EXERCISE OBJECTIVE: Locate every line in the records that contains the word "path", and copy each of those lines in full.

⟨

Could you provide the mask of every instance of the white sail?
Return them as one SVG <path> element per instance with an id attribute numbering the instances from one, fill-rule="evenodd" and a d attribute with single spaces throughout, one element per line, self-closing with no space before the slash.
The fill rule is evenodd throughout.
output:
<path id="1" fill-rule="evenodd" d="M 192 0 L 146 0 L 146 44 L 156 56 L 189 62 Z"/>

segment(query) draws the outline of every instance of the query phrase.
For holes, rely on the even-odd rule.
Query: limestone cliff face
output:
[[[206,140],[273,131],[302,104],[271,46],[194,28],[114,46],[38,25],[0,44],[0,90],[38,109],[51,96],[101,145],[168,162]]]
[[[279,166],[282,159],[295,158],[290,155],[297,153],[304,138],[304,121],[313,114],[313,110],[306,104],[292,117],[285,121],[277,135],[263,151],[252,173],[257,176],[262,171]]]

⟩
⟨

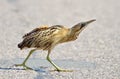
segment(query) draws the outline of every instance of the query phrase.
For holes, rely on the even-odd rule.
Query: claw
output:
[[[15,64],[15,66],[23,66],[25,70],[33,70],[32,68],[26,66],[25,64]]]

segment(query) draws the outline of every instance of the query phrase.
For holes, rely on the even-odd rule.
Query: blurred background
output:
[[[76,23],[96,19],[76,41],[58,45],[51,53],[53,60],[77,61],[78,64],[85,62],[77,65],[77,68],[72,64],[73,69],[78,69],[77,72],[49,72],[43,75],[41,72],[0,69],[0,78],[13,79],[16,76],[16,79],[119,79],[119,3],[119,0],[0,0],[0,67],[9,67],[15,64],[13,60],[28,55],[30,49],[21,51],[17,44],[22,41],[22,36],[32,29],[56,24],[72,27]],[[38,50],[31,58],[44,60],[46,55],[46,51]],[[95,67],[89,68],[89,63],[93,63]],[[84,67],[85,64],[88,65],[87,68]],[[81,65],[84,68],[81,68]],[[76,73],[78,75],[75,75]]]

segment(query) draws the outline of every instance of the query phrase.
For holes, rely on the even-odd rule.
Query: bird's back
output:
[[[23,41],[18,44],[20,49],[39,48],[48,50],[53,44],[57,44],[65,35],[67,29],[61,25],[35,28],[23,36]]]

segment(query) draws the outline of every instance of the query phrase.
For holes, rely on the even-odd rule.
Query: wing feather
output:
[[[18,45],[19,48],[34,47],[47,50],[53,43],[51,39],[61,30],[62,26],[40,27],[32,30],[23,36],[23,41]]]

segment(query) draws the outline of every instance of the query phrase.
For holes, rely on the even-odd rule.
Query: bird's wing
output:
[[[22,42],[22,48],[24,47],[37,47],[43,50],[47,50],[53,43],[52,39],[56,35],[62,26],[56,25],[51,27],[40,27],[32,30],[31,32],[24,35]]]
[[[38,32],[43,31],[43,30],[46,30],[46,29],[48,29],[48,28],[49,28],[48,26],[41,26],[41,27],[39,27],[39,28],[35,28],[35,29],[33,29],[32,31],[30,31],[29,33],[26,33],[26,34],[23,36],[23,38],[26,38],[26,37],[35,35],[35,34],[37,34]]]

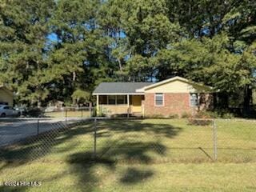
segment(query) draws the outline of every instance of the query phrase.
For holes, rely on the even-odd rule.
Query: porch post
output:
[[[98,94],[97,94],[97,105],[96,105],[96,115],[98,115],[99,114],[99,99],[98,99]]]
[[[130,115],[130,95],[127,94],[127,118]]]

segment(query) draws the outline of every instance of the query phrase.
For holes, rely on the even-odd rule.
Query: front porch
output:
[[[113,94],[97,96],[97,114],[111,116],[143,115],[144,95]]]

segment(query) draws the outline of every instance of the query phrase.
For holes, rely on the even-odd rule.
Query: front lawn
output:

⟩
⟨

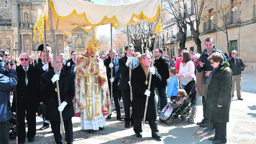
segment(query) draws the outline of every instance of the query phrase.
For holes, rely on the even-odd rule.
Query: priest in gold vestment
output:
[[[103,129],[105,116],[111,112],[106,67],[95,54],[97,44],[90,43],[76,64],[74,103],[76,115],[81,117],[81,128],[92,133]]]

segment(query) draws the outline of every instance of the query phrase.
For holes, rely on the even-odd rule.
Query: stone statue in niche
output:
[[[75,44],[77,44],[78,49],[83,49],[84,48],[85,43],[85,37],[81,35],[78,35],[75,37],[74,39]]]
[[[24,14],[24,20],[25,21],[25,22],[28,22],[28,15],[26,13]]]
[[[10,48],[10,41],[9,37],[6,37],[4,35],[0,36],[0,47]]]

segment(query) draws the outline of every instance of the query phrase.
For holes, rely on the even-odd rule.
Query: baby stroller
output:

⟩

TASK ANSWER:
Return them as one SVG <path> element per instance with an id attribute numbering the instances from one, fill-rule="evenodd" and a d attribute with single spaces throughout, one element per line, self-closing with no space before the slash.
<path id="1" fill-rule="evenodd" d="M 192 0 L 146 0 L 146 44 L 156 56 L 189 62 Z"/>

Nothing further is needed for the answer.